And so this allows us to scale, uh, data faster. And there are two main techniques, uh, learning from reinforcement learning from human feedback and direct preference optimization, uh, where we use this kind of preference data to fine tune the model, uh, further. So just to summarize, uh, these are the three stages.
Um, they have different orders of data set and compute requirement, and the task is, uh, slightly different. And all the open source models we have, I've been used, I've been trained using these techniques. And so I won't go into the details of um, the model architecture itself, but I'll show you the, this nice graph of performance to cost ratio, uh, which kind of shows that, uh, we really try to optimize, uh, this metric, uh, we try to get the best performance out of our models of a particular size.
So here on the x-axis, we have the active parameters, which is directly proportional to the cost of running through the model. And on the y-axis, we have a popular benchmark, MMLU. So we try to be in the top left corner to get more performance with a lower cost. Um, we recently released, uh, the code trial model, code trial 22B.
It's a dense transformer model trained specifically for code. Um, and again, we are trying to optimize performance and speed. It's fluent in 80 plus programming languages and it has both, uh, instruct and fill in the middle mode, which means that you can use it for code completion, uh, in, uh, your code editor, uh, just like GitHub copilot, but also you can use it to ask questions about the bugs or errors you're facing, just like you would put it in chat GPT.
Um, So it outperforms code Lama 70 B deep deep seek code 33 B Lama 370 B while being a significantly smaller model. So again, we are getting more performance out of a model of a particular size. And it also has a longer context window, uh, with the other open source code models.

= Exercise data =
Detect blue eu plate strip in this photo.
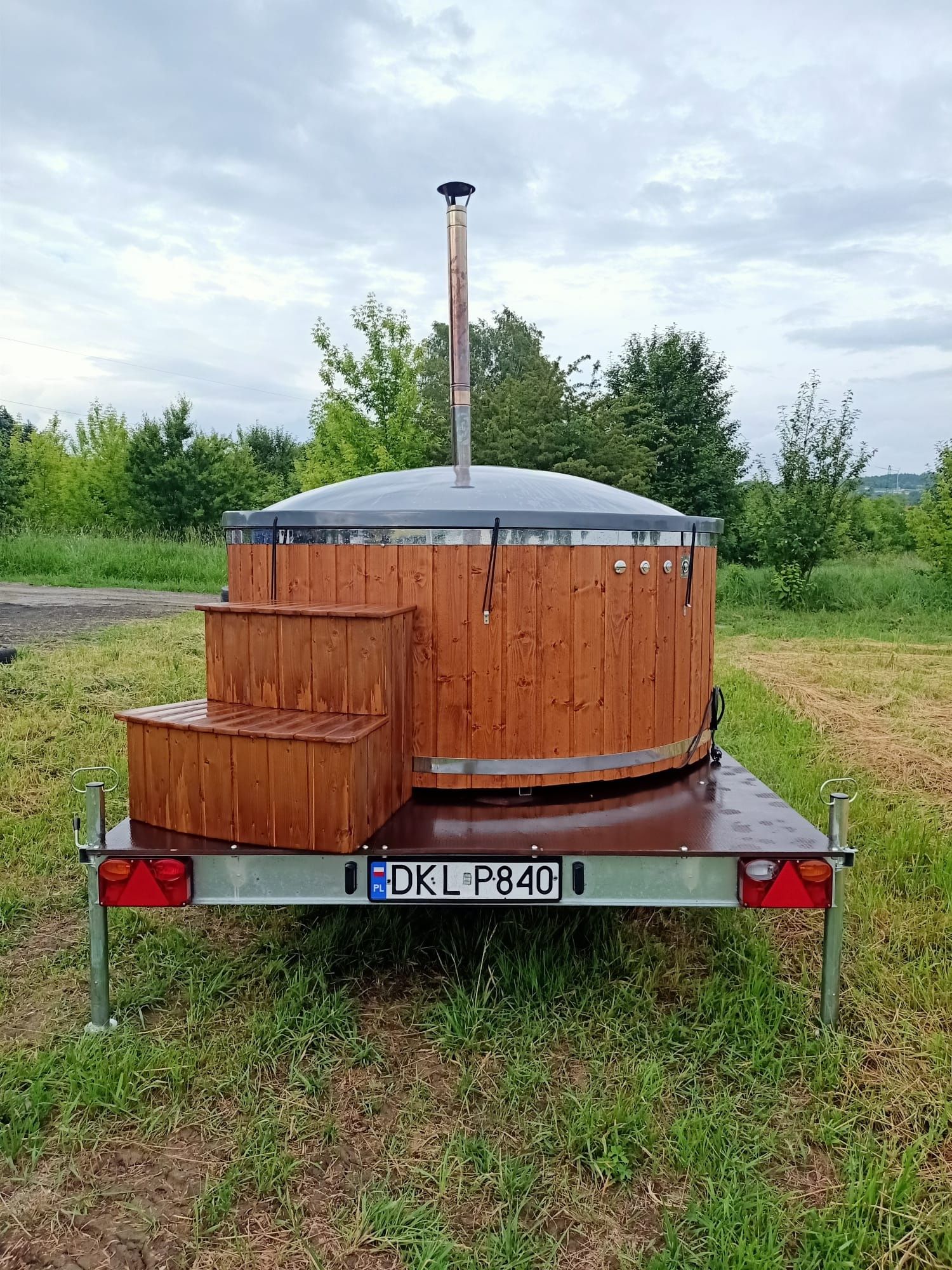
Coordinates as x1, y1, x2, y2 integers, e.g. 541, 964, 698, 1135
371, 860, 387, 899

= Exercise details =
From the transcript about training and code models, please reproduce word for word the passage starting at "Um, they have" and ending at "models of a particular size.".

= Task result =
Um, they have different orders of data set and compute requirement, and the task is, uh, slightly different. And all the open source models we have, I've been used, I've been trained using these techniques. And so I won't go into the details of um, the model architecture itself, but I'll show you the, this nice graph of performance to cost ratio, uh, which kind of shows that, uh, we really try to optimize, uh, this metric, uh, we try to get the best performance out of our models of a particular size.